# 요구 사항
다음 데이터에서 "surface" 문자열이 포함된 줄을 모두 찾아 옮겨 적으세요. 대소문자를 구분합니다.

# 추출 데이터
************

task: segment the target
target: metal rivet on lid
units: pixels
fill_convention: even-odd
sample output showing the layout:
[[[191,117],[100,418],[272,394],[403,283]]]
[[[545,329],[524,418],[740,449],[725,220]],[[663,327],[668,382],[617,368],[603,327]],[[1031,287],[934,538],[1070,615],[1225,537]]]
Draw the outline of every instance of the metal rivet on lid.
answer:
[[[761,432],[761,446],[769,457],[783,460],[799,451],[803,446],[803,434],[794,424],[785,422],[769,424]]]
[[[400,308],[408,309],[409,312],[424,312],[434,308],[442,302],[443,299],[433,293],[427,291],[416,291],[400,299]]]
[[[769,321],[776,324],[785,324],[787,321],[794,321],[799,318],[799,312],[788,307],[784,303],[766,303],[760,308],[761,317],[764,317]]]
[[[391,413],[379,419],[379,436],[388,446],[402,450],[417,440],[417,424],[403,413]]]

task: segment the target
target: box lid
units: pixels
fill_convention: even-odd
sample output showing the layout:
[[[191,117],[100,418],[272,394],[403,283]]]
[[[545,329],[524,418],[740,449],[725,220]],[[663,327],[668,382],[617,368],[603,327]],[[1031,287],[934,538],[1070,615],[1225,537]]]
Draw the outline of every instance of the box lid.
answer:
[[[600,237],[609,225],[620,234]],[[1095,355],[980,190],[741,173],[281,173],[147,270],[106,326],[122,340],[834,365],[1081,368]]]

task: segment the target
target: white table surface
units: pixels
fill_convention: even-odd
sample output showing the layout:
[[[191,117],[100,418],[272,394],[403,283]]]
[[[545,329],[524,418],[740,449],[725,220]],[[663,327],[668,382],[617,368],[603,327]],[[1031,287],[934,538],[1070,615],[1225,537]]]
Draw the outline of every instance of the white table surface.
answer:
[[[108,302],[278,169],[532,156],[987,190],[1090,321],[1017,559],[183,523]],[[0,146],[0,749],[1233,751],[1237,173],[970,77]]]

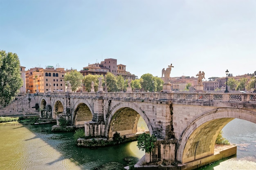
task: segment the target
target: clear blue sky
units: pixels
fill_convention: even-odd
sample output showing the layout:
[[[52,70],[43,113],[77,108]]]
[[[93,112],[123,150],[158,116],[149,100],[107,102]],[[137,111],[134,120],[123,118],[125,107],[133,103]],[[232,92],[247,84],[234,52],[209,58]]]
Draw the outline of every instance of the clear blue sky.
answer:
[[[0,49],[28,68],[117,60],[140,78],[256,71],[255,0],[0,0]]]

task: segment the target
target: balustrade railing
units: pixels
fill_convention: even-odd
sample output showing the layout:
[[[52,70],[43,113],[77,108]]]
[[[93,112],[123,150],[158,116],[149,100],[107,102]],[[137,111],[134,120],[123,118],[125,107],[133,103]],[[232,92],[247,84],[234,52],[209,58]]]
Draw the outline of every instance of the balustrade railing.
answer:
[[[32,95],[29,94],[29,95]],[[199,101],[224,101],[230,102],[256,102],[256,93],[39,93],[34,95],[55,97],[84,98],[102,97],[108,98],[132,98],[166,100],[195,100]]]

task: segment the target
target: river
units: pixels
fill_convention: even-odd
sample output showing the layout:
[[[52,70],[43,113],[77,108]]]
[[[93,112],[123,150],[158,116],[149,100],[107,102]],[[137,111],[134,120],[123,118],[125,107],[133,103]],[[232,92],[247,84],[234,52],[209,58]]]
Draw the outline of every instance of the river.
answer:
[[[91,170],[110,162],[125,166],[125,157],[139,159],[145,154],[136,141],[95,149],[78,147],[74,132],[53,133],[52,126],[0,125],[0,170]],[[237,155],[198,170],[256,169],[256,130],[254,124],[231,121],[222,129],[223,135],[238,145]]]

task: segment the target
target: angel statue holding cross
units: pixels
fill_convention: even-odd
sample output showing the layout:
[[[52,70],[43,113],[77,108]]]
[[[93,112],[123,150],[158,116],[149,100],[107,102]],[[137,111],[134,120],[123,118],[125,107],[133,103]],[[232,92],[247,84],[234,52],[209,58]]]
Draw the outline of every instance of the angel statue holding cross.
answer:
[[[162,70],[162,77],[163,75],[164,75],[164,84],[169,84],[169,79],[170,78],[170,74],[171,73],[171,71],[172,70],[172,67],[174,67],[172,66],[173,64],[171,64],[171,66],[168,66],[168,68],[166,69],[166,70],[164,69],[164,68]]]

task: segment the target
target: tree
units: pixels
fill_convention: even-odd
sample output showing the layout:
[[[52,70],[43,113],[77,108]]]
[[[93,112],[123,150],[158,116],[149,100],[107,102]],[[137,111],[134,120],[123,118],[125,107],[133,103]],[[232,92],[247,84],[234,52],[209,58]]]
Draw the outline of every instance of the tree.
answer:
[[[107,73],[105,75],[105,82],[108,92],[114,92],[117,91],[117,79],[114,75],[110,72]]]
[[[247,79],[245,77],[243,77],[239,79],[239,82],[236,86],[236,90],[237,91],[245,90],[246,83],[247,83]]]
[[[151,74],[147,73],[141,75],[143,81],[141,82],[141,87],[146,92],[155,91],[155,78]]]
[[[141,86],[140,84],[140,80],[139,79],[135,79],[132,80],[131,82],[131,87],[133,90],[141,89]]]
[[[83,78],[83,76],[80,72],[73,70],[66,73],[64,80],[66,82],[67,81],[70,82],[71,85],[71,90],[74,92],[77,88],[81,86]]]
[[[230,89],[234,90],[237,86],[238,82],[234,77],[229,78],[227,80],[227,86],[230,87]]]
[[[157,77],[155,77],[155,81],[156,82],[157,86],[157,91],[161,91],[163,90],[163,84],[164,84],[164,80],[160,78]]]
[[[186,85],[186,87],[184,89],[185,91],[188,91],[189,90],[189,88],[192,86],[192,84],[191,83],[189,83]]]
[[[157,141],[157,138],[154,135],[150,135],[149,133],[144,133],[139,136],[137,146],[139,149],[145,150],[150,154],[151,162],[151,152],[155,148],[155,144]]]
[[[91,91],[92,88],[92,82],[94,82],[94,89],[95,91],[98,91],[98,86],[99,80],[98,78],[99,75],[92,75],[92,74],[89,74],[85,75],[83,79],[83,82],[84,85],[85,90],[90,92]]]
[[[122,89],[124,89],[124,79],[122,75],[117,77],[117,87],[118,91],[121,91]]]
[[[16,54],[0,51],[0,105],[10,103],[22,86],[20,66]]]

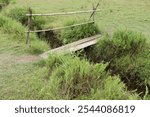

************

# 문제 해답
target: white table surface
Draw the outline of every instance of the white table surface.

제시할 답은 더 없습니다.